## TEXT SEGMENT:
════════════════════
Sure, pg_dump doesn't use it but COPY should be able to load anything it
output.

Can this be fixed if we ignore the problem with reporting errors?

--  Bruce Momjian                        |  http://candle.pha.pa.us pgman@candle.pha.pa.us               |  (610)
359-1001+  If your life is a hard drive,     |  13 Roberts Road +  Christ can be your backup.        |  Newtown Square,
Pennsylvania19073
 


Re: multiline CSV fields

From
"Andrew Dunstan"
Date:
Bruce Momjian said:
> Tom Lane wrote:
>> Bruce Momjian <pgman@candle.pha.pa.us> writes:
>> > OK, what solutions do we have for this?  Not being able to load
>> > dumped data is a serious bug.
>>
>> Which we do not have, because pg_dump doesn't use CSV.  I do not think
>> this is a must-fix, especially not if the proposed fix introduces
>> inconsistencies elsewhere.
>
> Sure, pg_dump doesn't use it but COPY should be able to load anything
> it output.
>
> Can this be fixed if we ignore the problem with reporting errors?
>


When I looked at it I could not see any simple fix that was not worse than
the symptom. If the asymmetry offends you, then we could do as Tom suggested
and rip out the multiline processing completely for now. Personally I would
regard that as a pity, as it would disallow many cases that will work quite
happily as we are, and because this is a feature that was requested when we
did this work. The limitation has been documented - my incliniation would be
to revisit this during the 8.1 dev cycle.

cheers

andrew




Re: multiline CSV fields

From
Tom Lane
Date:
Bruce Momjian <pgman@candle.pha.pa.us> writes:
> Tom Lane wrote:
>> Which we do not have, because pg_dump doesn't use CSV.  I do not think
>> this is a must-fix, especially not if the proposed fix introduces
>> inconsistencies elsewhere.

> Sure, pg_dump doesn't use it but COPY should be able to load anything it
> output.

I'd buy into that proposition if CSV showed any evidence of being a
sanely defined format, but it shows every indication of being neither
well-defined, nor self-consistent, nor even particularly portable.
I suggest adjusting your expectations.  All I expect from that code is
being able to load the majority of data from the more popular Microsloth
applications.  Trying to achieve 100% consistency for corner cases is
just going to interfere with the real use-case for the feature, which is
coping with output from applications that aren't very consistent in the
first place.
        regards, tom lane


Re: multiline CSV fields

From
Bruce Momjian
Date:
Tom Lane wrote:
> Bruce Momjian <pgman@candle.pha.pa.us> writes:
> > Tom Lane wrote:
> >> Which we do not have, because pg_dump doesn't use CSV.  I do not think
> >> this is a must-fix, especially not if the proposed fix introduces
> >> inconsistencies elsewhere.
════════════════════
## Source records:

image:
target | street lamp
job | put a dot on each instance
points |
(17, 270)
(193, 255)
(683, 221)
════════════════════
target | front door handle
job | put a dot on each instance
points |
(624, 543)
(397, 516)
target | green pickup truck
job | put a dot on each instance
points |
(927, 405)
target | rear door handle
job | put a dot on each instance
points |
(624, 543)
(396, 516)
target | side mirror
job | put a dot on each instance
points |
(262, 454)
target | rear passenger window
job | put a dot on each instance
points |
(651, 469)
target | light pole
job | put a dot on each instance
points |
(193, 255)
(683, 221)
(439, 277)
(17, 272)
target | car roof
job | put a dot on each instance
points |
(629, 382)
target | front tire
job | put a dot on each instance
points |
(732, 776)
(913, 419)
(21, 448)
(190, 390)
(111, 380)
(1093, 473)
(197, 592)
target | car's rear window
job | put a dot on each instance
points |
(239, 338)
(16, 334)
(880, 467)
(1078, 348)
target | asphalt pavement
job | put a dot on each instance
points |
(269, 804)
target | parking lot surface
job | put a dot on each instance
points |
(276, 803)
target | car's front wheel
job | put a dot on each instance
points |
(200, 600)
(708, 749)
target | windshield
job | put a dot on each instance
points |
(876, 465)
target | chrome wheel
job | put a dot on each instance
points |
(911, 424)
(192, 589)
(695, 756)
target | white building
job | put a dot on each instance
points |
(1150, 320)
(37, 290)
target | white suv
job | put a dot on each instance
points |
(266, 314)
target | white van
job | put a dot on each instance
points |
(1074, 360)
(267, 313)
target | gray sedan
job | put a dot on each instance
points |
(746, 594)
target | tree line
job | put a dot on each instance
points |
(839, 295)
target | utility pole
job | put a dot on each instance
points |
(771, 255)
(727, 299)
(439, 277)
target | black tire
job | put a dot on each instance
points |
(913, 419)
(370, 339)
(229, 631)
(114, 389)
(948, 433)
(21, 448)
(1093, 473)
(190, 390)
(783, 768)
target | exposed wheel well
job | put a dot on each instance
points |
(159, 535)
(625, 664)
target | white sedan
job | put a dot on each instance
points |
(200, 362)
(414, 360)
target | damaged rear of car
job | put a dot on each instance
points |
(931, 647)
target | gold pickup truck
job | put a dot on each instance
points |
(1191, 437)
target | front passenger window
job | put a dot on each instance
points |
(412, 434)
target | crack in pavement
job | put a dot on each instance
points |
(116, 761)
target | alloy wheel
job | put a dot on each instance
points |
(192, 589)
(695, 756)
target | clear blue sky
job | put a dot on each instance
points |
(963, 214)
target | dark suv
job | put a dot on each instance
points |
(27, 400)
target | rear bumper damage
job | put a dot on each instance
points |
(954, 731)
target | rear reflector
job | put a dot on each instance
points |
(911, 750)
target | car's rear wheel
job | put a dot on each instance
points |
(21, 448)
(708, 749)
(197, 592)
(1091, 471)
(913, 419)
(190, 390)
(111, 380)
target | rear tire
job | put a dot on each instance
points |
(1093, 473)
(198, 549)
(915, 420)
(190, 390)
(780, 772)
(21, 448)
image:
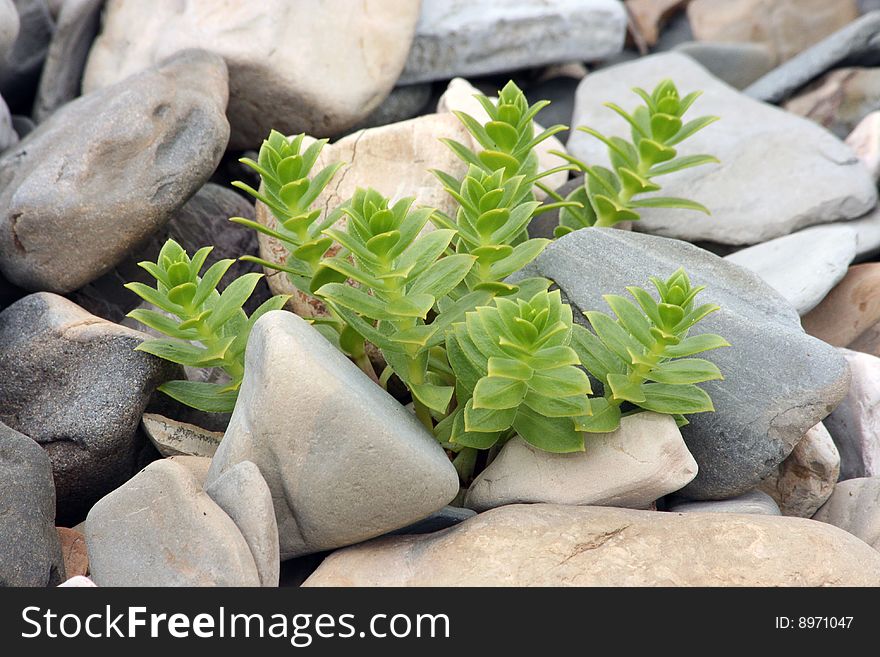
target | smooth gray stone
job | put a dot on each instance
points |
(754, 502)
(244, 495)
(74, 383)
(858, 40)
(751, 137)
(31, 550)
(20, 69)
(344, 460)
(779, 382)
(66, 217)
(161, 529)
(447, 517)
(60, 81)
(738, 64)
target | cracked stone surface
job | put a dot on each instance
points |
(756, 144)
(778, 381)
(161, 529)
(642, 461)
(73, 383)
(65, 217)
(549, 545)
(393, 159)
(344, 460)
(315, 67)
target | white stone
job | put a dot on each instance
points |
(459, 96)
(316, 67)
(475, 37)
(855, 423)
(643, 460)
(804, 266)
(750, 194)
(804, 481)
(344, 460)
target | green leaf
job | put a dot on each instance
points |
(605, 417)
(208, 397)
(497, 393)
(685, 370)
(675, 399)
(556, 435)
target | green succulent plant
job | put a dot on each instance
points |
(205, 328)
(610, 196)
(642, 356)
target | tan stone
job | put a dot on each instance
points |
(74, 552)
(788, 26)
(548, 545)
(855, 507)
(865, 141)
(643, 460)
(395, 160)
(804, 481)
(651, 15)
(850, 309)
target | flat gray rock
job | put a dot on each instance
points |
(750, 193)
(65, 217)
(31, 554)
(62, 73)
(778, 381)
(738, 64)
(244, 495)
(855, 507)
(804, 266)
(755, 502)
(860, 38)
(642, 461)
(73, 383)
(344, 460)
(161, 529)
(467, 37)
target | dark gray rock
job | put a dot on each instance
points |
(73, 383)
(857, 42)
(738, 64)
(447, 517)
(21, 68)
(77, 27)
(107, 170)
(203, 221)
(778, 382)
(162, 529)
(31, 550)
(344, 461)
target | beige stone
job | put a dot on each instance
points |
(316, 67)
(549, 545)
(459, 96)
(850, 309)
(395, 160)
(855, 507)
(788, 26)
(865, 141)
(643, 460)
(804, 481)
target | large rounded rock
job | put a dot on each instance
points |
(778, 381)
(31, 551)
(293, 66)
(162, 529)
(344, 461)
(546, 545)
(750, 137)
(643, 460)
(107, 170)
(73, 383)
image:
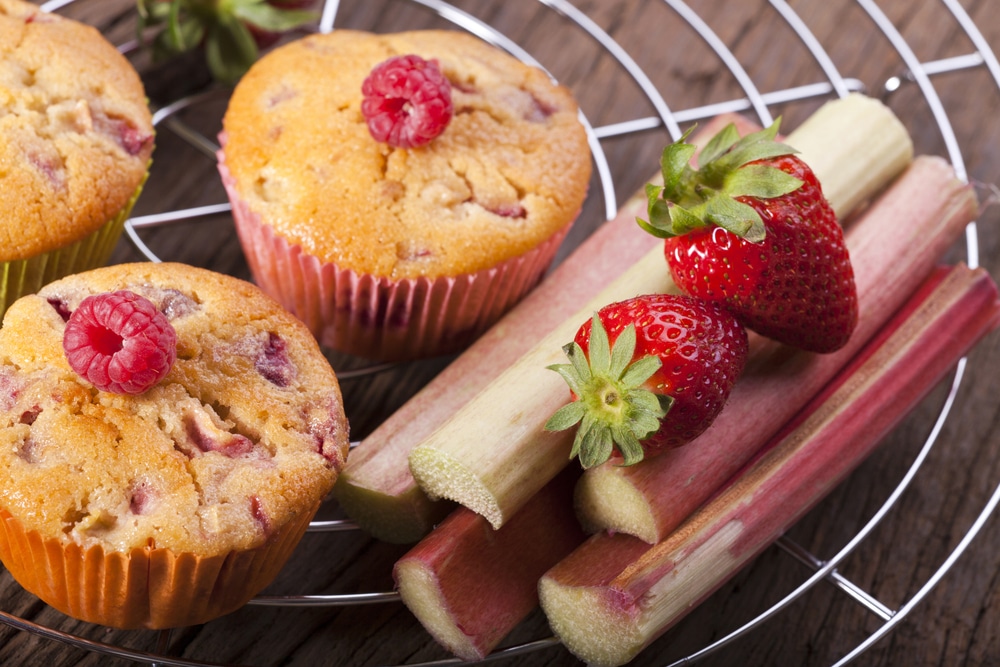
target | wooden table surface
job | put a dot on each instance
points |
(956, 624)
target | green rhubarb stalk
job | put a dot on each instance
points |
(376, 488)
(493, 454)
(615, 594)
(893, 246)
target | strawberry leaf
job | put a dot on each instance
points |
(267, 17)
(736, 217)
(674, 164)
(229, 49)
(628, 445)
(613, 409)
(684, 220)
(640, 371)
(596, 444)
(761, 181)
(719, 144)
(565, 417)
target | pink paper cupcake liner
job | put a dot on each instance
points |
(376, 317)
════════════════════
## TASKS TO COMPLETE:
1 – Retype part of the multiline CSV fields thread word for word, beginning at "I'd buy into" and stopping after "even particularly portable.".
2 – Continue the multiline CSV fields thread from where it stops.

## EXERCISE ANSWERS:
1 –
I'd buy into that proposition if CSV showed any evidence of being a
sanely defined format, but it shows every indication of being neither
well-defined, nor self-consistent, nor even particularly portable.

2 –
> 
> > Sure, pg_dump doesn't use it but COPY should be able to load anything it
> > output.
> 
> I'd buy into that proposition if CSV showed any evidence of being a
> sanely defined format, but it shows every indication of being neither
> well-defined, nor self-consistent, nor even particularly portable.
> I suggest adjusting your expectations.  All I expect from that code is
> being able to load the majority of data from the more popular Microsloth
> applications.  Trying to achieve 100% consistency for corner cases is
> just going to interfere with the real use-case for the feature, which is
> coping with output from applications that aren't very consistent in the
> first place.

OK, then should we disallow dumping out data in CVS format that we can't
load?  Seems like the least we should do for 8.0.

--  Bruce Momjian                        |  http://candle.pha.pa.us pgman@candle.pha.pa.us               |  (610)
359-1001+  If your life is a hard drive,     |  13 Roberts Road +  Christ can be your backup.        |  Newtown Square,
Pennsylvania19073
 


Re: multiline CSV fields

From
Andrew Dunstan
Date:

Bruce Momjian wrote:

>Tom Lane wrote:
>  
>
>>Bruce Momjian <pgman@candle.pha.pa.us> writes:
>>    
>>
>>>Tom Lane wrote:
>>>      
>>>
>>>>Which we do not have, because pg_dump doesn't use CSV.  I do not think
>>>>this is a must-fix, especially not if the proposed fix introduces
>>>>inconsistencies elsewhere.
>>>>        
>>>>
>>>Sure, pg_dump doesn't use it but COPY should be able to load anything it
>>>output.
>>>      
>>>
>>I'd buy into that proposition if CSV showed any evidence of being a
>>sanely defined format, but it shows every indication of being neither
>>well-defined, nor self-consistent, nor even particularly portable.
>>I suggest adjusting your expectations.  All I expect from that code is
>>being able to load the majority of data from the more popular Microsloth
>>applications.  Trying to achieve 100% consistency for corner cases is
>>just going to interfere with the real use-case for the feature, which is
>>coping with output from applications that aren't very consistent in the
>>first place.
>>    
>>
>
>OK, then should we disallow dumping out data in CVS format that we can't
>load?  Seems like the least we should do for 8.0.
>
>  
>

As Tom rightly points out, having data make the round trip was not the 
goal of the exercise. Excel, for example, has no trouble reading such 
data (or at least my installation of it).

Personally I consider CSVs with line end chars embedded in fields to be 
broken anyway, but this was something that was specifically mentioned 
when we were discussing requirements, which is why I coded for it.

cheers

andrew




Re: multiline CSV fields

From
Bruce Momjian
Date:
Andrew Dunstan wrote:
> >OK, then should we disallow dumping out data in CVS format that we can't
> >load?  Seems like the least we should do for 8.0.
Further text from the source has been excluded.